** Begin Records for processing **

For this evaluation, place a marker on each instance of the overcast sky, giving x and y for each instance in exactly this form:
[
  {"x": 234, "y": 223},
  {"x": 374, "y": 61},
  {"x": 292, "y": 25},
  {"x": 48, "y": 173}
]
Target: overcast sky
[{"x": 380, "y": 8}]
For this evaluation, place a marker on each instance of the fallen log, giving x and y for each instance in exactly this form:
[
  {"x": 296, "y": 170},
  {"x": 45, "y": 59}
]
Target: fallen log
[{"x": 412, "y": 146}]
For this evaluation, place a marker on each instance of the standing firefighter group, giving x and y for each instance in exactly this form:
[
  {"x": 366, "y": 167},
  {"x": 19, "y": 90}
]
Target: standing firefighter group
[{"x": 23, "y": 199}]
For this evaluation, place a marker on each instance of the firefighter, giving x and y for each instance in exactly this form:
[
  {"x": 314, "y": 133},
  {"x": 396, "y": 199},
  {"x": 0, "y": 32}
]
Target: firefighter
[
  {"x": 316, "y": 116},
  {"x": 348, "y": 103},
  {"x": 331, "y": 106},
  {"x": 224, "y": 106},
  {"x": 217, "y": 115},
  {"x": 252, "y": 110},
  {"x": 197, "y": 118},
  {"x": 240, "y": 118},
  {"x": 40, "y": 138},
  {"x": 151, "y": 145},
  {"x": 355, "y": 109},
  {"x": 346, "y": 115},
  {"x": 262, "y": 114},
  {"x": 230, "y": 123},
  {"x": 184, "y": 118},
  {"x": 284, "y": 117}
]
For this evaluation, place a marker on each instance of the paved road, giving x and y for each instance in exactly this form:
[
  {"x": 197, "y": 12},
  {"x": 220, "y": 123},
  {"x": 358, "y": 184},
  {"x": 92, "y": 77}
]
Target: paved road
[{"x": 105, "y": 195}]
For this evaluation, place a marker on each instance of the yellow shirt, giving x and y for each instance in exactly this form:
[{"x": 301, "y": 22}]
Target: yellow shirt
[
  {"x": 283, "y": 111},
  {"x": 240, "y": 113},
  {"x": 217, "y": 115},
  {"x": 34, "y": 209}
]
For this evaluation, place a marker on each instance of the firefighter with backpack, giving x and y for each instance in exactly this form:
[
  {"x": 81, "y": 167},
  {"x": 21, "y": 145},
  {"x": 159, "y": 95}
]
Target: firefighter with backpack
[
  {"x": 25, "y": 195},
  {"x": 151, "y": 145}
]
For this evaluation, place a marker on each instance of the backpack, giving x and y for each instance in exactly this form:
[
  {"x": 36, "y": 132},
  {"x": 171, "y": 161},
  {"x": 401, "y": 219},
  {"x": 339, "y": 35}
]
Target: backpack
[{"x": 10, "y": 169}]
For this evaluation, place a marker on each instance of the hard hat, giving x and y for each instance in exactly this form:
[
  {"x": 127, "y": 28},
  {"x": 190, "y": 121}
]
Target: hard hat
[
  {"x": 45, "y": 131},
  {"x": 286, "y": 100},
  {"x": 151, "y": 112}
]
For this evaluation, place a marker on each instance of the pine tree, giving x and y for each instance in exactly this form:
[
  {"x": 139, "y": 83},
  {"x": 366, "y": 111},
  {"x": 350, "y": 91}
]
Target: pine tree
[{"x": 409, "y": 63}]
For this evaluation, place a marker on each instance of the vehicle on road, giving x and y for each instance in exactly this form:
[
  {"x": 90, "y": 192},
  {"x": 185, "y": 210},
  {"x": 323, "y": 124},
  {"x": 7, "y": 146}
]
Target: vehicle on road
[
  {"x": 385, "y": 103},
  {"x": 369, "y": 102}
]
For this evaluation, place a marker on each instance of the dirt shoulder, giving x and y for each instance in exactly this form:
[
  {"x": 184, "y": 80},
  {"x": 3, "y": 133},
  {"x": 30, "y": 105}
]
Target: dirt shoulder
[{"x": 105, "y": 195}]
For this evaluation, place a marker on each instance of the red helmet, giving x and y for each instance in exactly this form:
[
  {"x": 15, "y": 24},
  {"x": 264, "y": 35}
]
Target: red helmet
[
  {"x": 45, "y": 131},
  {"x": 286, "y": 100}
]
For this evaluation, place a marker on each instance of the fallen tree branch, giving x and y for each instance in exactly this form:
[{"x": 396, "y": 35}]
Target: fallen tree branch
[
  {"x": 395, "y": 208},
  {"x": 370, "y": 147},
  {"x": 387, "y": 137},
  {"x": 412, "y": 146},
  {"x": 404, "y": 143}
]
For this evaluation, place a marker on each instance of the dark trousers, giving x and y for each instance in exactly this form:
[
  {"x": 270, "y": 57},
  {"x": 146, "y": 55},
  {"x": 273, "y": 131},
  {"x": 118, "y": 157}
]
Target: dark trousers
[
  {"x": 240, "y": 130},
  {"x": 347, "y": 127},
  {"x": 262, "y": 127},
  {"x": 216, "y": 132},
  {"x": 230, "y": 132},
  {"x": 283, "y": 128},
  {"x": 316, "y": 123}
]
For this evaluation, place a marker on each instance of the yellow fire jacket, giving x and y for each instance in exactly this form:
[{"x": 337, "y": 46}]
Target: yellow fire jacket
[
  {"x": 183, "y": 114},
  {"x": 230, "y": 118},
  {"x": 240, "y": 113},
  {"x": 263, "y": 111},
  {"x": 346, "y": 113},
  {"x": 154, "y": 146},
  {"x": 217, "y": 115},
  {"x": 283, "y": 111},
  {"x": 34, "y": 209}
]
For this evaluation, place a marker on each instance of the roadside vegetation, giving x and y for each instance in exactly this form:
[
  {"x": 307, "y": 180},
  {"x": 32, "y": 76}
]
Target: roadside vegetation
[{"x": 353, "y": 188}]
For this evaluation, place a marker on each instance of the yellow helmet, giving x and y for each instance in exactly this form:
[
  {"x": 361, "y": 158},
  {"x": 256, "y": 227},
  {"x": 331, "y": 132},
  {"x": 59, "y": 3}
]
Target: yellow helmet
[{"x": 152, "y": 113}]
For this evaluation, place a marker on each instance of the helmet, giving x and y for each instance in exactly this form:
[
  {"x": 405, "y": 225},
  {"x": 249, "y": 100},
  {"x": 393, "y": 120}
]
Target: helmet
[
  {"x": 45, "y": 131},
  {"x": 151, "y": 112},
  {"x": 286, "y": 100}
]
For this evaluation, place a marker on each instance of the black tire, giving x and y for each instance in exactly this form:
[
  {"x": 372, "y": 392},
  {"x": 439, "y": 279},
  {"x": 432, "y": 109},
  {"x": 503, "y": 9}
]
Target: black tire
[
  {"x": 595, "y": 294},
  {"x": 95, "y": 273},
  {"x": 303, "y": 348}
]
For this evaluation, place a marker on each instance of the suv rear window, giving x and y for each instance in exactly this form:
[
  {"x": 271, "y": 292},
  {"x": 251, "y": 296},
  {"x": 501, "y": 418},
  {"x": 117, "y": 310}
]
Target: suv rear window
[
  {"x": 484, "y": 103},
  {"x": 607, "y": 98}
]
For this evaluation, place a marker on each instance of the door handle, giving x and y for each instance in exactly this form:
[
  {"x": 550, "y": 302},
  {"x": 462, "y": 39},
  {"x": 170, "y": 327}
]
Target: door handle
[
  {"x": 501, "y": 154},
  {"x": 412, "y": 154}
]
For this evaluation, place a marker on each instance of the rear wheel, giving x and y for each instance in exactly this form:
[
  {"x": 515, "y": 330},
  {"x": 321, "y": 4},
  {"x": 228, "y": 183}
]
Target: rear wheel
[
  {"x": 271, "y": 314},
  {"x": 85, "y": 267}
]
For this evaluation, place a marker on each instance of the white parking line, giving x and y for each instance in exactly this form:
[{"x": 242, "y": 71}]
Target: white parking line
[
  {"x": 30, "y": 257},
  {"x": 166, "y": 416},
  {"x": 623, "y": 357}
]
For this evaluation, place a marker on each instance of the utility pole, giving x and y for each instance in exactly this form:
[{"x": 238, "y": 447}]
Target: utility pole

** End Records for processing **

What you are asked to do
Render the records as a Markdown table with the columns Row and Line, one numbered row per line, from the line with "of the black" up to and including the last line of the records. Leave out blank lines.

Exercise response
| Row | Line |
|---|---|
| 1 | For this evaluation, place a marker on each instance of the black tire, giving x and y for each instance in exactly this form: |
| 2 | [ |
| 3 |   {"x": 372, "y": 392}, |
| 4 |   {"x": 439, "y": 279}, |
| 5 |   {"x": 432, "y": 109}, |
| 6 |   {"x": 503, "y": 9} |
| 7 | ] |
| 8 | Target: black tire |
| 9 | [ |
| 10 |   {"x": 595, "y": 294}, |
| 11 |   {"x": 95, "y": 273}, |
| 12 |   {"x": 303, "y": 348} |
| 13 | ] |
| 14 | For this evaluation, place a marker on each instance of the suv rear window, giving x and y for each instance in exactly this form: |
| 15 | [ |
| 16 |   {"x": 271, "y": 292}, |
| 17 |   {"x": 251, "y": 296}, |
| 18 |   {"x": 501, "y": 418}, |
| 19 |   {"x": 117, "y": 310} |
| 20 | ] |
| 21 | Target: suv rear window |
| 22 | [ |
| 23 |   {"x": 484, "y": 103}, |
| 24 |   {"x": 607, "y": 98} |
| 25 | ] |
| 26 | For this evaluation, place a marker on each instance of the door handle, giving x and y for each instance in exactly this form: |
| 27 | [ |
| 28 |   {"x": 550, "y": 302}, |
| 29 |   {"x": 462, "y": 39}, |
| 30 |   {"x": 170, "y": 327} |
| 31 | ] |
| 32 | Target: door handle |
| 33 | [ |
| 34 |   {"x": 501, "y": 154}, |
| 35 |   {"x": 412, "y": 154} |
| 36 | ] |
| 37 | For this evaluation, place a marker on each instance of the rear wheel, giving x and y for each instance in exactly this form: |
| 38 | [ |
| 39 |   {"x": 515, "y": 330}, |
| 40 |   {"x": 321, "y": 4}, |
| 41 |   {"x": 228, "y": 183} |
| 42 | ] |
| 43 | Target: rear wheel |
| 44 | [ |
| 45 |   {"x": 271, "y": 314}, |
| 46 |   {"x": 85, "y": 267} |
| 47 | ] |
| 48 | For this evaluation, place a marker on each instance of the white parking line, giving x and y for each instance in exactly this form: |
| 49 | [{"x": 242, "y": 71}] |
| 50 | Target: white parking line |
| 51 | [ |
| 52 |   {"x": 30, "y": 257}, |
| 53 |   {"x": 166, "y": 416}, |
| 54 |   {"x": 623, "y": 357} |
| 55 | ] |
| 56 | For this evaluation, place a marker on each instance of the utility pole, giving x and y for each instance in exactly this form: |
| 57 | [{"x": 238, "y": 447}] |
| 58 | Target: utility pole |